● The task
Gather every line of the entries below that contains the string "target", matching case exactly.

● Given records
┏━━

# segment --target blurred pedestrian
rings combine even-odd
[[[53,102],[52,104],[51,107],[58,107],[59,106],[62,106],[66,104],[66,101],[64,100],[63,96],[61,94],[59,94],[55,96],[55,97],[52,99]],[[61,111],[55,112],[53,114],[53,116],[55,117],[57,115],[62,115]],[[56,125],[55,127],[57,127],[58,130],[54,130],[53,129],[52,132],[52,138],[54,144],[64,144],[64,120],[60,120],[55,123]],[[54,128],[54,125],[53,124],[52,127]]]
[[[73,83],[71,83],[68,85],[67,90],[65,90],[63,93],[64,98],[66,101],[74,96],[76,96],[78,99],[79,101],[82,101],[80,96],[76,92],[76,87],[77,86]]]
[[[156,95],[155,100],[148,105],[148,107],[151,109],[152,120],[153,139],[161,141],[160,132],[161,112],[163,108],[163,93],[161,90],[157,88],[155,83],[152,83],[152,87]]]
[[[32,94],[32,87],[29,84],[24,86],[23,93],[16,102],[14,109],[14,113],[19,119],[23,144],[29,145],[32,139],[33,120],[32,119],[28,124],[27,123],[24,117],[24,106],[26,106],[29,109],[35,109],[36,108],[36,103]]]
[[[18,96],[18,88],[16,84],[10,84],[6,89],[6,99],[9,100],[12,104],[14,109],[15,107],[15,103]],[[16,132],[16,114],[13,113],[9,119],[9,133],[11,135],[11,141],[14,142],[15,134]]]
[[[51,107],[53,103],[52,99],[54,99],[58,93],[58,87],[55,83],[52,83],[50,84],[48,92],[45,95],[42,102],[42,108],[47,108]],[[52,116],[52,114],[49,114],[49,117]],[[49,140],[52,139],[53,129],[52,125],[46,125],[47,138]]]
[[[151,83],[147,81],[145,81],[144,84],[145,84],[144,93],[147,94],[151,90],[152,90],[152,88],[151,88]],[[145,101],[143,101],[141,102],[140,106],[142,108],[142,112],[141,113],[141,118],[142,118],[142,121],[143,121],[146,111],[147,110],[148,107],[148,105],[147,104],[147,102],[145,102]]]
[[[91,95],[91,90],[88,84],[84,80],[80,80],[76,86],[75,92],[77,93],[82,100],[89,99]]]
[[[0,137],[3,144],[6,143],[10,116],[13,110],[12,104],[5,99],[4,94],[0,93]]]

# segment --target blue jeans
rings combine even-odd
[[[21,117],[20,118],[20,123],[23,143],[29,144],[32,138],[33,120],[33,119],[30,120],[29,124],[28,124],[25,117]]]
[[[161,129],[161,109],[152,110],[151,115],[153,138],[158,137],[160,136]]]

┗━━

● Final result
# segment --target blurred pedestrian
# segment --target blue jeans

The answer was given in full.